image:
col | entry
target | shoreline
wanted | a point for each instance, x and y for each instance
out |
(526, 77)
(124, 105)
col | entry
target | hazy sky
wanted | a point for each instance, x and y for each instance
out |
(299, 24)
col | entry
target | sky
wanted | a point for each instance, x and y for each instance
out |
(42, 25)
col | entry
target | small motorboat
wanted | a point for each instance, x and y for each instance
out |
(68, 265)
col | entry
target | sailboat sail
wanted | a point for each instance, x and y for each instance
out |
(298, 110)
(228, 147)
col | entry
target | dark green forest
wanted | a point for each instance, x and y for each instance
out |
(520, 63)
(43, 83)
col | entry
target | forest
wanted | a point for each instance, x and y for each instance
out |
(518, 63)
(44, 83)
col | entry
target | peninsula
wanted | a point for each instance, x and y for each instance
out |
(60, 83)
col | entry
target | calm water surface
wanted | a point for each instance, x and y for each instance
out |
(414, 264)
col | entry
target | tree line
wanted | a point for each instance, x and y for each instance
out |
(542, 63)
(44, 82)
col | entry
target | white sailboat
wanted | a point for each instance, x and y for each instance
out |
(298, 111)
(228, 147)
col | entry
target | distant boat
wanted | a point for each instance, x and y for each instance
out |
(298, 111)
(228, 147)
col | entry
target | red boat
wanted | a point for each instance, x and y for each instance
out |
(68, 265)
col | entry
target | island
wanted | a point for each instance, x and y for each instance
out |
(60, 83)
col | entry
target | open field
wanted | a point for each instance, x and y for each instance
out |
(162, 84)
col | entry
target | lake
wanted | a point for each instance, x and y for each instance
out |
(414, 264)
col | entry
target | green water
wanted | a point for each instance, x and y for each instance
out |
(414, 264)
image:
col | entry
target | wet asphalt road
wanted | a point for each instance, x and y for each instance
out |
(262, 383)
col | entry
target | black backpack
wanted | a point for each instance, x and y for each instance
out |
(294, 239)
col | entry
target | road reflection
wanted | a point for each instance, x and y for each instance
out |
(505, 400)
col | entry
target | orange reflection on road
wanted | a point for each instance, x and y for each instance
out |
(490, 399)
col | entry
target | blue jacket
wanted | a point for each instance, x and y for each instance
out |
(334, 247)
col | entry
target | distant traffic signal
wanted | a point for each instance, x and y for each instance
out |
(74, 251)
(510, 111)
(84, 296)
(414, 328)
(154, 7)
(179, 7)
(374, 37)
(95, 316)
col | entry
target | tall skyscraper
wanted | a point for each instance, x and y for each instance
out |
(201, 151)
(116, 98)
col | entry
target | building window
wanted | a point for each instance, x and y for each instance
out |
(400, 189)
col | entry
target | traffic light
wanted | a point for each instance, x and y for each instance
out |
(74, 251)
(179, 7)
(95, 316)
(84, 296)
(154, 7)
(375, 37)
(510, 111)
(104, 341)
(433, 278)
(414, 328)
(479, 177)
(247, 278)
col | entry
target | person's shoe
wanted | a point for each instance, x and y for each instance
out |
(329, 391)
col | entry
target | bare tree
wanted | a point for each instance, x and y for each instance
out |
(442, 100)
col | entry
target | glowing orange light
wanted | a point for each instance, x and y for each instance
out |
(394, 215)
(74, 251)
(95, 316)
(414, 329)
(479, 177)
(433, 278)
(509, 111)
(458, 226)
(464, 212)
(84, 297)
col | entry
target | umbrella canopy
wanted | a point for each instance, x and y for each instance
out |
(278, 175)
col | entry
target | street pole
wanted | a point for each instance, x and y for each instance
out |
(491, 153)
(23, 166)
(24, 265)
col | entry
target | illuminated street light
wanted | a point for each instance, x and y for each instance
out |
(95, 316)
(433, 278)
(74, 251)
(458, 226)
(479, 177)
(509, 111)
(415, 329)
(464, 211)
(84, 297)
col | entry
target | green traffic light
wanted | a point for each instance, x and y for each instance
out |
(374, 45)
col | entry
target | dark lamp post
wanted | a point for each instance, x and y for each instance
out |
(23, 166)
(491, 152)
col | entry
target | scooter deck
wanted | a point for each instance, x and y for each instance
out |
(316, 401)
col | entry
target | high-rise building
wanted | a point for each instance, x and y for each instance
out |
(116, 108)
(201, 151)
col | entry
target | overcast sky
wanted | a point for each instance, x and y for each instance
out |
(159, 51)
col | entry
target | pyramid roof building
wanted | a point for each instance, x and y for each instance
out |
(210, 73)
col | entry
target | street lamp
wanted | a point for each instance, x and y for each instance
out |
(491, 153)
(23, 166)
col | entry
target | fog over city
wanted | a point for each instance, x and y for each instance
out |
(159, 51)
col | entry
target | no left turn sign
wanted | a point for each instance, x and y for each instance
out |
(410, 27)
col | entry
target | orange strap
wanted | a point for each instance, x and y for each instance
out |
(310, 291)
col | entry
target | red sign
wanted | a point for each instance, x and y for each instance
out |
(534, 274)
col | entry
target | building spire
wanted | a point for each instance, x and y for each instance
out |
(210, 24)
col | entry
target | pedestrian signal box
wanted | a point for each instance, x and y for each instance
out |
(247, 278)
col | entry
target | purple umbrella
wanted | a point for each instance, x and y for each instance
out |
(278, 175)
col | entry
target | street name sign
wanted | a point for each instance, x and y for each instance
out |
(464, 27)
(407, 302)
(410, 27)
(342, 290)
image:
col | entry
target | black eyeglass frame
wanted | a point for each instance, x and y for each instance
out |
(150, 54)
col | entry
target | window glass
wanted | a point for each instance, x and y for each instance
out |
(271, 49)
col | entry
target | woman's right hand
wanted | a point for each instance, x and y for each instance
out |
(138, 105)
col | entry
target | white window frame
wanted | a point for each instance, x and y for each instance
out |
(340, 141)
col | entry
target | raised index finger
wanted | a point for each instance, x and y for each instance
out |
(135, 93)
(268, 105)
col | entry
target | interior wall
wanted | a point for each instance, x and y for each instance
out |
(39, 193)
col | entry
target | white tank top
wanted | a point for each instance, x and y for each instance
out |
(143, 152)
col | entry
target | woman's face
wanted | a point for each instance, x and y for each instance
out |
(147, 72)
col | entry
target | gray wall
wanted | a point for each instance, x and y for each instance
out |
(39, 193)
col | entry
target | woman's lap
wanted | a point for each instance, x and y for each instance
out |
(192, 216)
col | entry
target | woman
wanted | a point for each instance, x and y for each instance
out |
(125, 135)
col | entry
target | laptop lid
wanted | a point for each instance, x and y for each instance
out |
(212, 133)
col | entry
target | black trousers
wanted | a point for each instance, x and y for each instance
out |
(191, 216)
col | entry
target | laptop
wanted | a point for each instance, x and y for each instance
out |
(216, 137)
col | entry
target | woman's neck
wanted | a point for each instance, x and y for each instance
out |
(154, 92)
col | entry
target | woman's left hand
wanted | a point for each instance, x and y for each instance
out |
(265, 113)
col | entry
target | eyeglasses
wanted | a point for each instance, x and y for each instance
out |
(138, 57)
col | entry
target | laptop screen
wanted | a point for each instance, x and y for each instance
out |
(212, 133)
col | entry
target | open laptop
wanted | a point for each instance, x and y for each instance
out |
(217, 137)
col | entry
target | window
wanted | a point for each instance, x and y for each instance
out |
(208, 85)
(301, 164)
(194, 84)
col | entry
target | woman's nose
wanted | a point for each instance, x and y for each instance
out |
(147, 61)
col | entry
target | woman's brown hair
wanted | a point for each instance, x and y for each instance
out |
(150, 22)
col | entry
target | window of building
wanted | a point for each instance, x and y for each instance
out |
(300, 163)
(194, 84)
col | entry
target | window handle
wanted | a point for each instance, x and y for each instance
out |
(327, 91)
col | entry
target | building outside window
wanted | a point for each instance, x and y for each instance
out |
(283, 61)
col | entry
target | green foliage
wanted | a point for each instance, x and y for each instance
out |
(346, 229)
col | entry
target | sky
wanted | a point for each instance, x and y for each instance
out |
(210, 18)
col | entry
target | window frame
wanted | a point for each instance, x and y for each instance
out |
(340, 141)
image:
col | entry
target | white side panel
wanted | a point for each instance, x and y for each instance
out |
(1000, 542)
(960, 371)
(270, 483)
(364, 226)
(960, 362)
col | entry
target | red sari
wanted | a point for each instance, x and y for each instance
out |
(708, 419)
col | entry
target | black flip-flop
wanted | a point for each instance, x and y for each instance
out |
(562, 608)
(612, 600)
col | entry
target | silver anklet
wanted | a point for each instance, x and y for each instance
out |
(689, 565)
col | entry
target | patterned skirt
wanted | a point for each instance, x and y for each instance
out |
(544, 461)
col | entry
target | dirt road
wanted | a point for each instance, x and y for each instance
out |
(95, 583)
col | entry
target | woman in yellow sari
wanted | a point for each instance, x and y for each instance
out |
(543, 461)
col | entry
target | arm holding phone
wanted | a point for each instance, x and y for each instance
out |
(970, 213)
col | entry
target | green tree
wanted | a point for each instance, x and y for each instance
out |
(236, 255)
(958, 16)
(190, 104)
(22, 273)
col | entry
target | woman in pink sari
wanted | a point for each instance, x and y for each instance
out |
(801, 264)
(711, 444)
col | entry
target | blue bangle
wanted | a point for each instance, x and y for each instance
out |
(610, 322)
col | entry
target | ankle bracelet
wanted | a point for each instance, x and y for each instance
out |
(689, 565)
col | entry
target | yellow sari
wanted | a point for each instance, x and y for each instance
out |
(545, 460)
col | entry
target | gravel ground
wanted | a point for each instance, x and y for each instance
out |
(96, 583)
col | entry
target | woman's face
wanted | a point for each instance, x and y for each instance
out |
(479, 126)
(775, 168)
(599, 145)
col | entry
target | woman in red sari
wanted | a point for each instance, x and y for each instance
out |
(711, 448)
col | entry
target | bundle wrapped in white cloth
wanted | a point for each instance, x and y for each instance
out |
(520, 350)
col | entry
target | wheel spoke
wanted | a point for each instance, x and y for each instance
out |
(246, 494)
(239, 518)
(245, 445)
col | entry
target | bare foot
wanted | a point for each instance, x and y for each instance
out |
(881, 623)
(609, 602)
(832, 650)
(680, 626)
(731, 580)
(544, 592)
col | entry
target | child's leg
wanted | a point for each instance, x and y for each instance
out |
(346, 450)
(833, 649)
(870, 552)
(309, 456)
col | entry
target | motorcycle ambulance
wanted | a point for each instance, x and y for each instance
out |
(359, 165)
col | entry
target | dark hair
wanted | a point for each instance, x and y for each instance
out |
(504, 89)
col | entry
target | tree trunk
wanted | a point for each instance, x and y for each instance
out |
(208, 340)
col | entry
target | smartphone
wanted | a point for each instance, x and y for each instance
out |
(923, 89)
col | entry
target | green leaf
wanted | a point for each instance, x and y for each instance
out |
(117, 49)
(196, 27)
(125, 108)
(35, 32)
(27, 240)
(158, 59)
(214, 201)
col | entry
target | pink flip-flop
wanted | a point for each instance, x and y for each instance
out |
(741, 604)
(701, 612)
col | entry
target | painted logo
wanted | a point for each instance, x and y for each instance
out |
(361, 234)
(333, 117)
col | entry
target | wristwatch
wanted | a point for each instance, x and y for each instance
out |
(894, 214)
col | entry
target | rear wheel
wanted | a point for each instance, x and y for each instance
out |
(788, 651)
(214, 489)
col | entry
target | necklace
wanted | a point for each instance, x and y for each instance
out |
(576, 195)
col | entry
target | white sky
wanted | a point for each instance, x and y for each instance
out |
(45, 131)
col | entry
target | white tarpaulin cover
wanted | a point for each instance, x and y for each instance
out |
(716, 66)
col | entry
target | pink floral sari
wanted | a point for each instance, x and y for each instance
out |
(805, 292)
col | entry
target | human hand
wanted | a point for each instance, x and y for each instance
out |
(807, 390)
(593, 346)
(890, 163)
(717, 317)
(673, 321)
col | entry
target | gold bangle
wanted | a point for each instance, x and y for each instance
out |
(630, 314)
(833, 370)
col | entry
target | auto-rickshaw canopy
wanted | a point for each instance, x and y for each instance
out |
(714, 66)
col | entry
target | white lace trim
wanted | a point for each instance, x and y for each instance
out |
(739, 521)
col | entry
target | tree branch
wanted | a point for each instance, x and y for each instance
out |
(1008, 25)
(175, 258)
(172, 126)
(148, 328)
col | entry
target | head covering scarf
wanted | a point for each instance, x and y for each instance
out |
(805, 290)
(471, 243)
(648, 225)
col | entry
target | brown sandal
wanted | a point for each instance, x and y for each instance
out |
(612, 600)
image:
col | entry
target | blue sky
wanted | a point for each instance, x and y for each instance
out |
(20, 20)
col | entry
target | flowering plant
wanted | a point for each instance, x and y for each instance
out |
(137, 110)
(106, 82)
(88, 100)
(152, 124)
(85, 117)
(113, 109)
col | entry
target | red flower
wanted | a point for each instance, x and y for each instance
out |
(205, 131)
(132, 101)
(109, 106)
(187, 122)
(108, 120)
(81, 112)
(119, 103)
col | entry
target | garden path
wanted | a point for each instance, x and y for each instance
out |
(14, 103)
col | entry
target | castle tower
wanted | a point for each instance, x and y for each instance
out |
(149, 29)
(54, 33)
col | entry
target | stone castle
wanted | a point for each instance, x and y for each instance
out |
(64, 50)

□ □ □ □ □ □ □

How many lines in the data above contain the string "street" with matching case? Reply with the number alone.

• **Written answer**: 4